EXERCISE BRIEF - Copy each of the rows below line for line, without changing a single character.

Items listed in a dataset
'''

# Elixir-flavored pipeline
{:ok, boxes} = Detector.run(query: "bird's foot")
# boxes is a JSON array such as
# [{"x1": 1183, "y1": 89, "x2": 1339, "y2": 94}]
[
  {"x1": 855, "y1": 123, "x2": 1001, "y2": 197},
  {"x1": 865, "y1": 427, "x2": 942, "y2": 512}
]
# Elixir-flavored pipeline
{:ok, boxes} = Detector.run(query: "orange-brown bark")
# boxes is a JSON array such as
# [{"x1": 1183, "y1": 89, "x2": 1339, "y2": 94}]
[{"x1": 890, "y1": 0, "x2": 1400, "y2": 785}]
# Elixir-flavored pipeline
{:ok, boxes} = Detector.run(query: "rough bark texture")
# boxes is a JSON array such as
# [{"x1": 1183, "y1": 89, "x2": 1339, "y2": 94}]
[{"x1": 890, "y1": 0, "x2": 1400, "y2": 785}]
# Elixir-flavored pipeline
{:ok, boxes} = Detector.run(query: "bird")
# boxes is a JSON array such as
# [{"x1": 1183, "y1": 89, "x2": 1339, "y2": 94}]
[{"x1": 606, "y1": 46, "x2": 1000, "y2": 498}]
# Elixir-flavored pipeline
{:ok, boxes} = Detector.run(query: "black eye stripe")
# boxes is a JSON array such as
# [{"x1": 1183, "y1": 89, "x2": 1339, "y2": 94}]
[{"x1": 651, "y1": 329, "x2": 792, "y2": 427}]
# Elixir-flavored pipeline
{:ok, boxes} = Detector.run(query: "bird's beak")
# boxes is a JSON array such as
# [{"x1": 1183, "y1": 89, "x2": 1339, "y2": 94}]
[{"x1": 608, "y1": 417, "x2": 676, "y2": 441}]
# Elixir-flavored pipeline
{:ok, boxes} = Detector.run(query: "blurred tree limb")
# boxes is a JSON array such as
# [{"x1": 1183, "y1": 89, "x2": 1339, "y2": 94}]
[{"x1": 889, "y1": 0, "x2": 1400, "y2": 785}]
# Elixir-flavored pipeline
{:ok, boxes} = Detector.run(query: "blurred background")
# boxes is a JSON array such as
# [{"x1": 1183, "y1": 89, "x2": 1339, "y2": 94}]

'''

CORRECT RESULT -
# Elixir-flavored pipeline
{:ok, boxes} = Detector.run(query: "bird's foot")
# boxes is a JSON array such as
# [{"x1": 1183, "y1": 89, "x2": 1339, "y2": 94}]
[
  {"x1": 855, "y1": 123, "x2": 1001, "y2": 197},
  {"x1": 865, "y1": 427, "x2": 942, "y2": 512}
]
# Elixir-flavored pipeline
{:ok, boxes} = Detector.run(query: "orange-brown bark")
# boxes is a JSON array such as
# [{"x1": 1183, "y1": 89, "x2": 1339, "y2": 94}]
[{"x1": 890, "y1": 0, "x2": 1400, "y2": 785}]
# Elixir-flavored pipeline
{:ok, boxes} = Detector.run(query: "rough bark texture")
# boxes is a JSON array such as
# [{"x1": 1183, "y1": 89, "x2": 1339, "y2": 94}]
[{"x1": 890, "y1": 0, "x2": 1400, "y2": 785}]
# Elixir-flavored pipeline
{:ok, boxes} = Detector.run(query: "bird")
# boxes is a JSON array such as
# [{"x1": 1183, "y1": 89, "x2": 1339, "y2": 94}]
[{"x1": 606, "y1": 46, "x2": 1000, "y2": 498}]
# Elixir-flavored pipeline
{:ok, boxes} = Detector.run(query: "black eye stripe")
# boxes is a JSON array such as
# [{"x1": 1183, "y1": 89, "x2": 1339, "y2": 94}]
[{"x1": 651, "y1": 329, "x2": 792, "y2": 427}]
# Elixir-flavored pipeline
{:ok, boxes} = Detector.run(query: "bird's beak")
# boxes is a JSON array such as
# [{"x1": 1183, "y1": 89, "x2": 1339, "y2": 94}]
[{"x1": 608, "y1": 417, "x2": 676, "y2": 441}]
# Elixir-flavored pipeline
{:ok, boxes} = Detector.run(query: "blurred tree limb")
# boxes is a JSON array such as
# [{"x1": 1183, "y1": 89, "x2": 1339, "y2": 94}]
[{"x1": 889, "y1": 0, "x2": 1400, "y2": 785}]
# Elixir-flavored pipeline
{:ok, boxes} = Detector.run(query: "blurred background")
# boxes is a JSON array such as
# [{"x1": 1183, "y1": 89, "x2": 1339, "y2": 94}]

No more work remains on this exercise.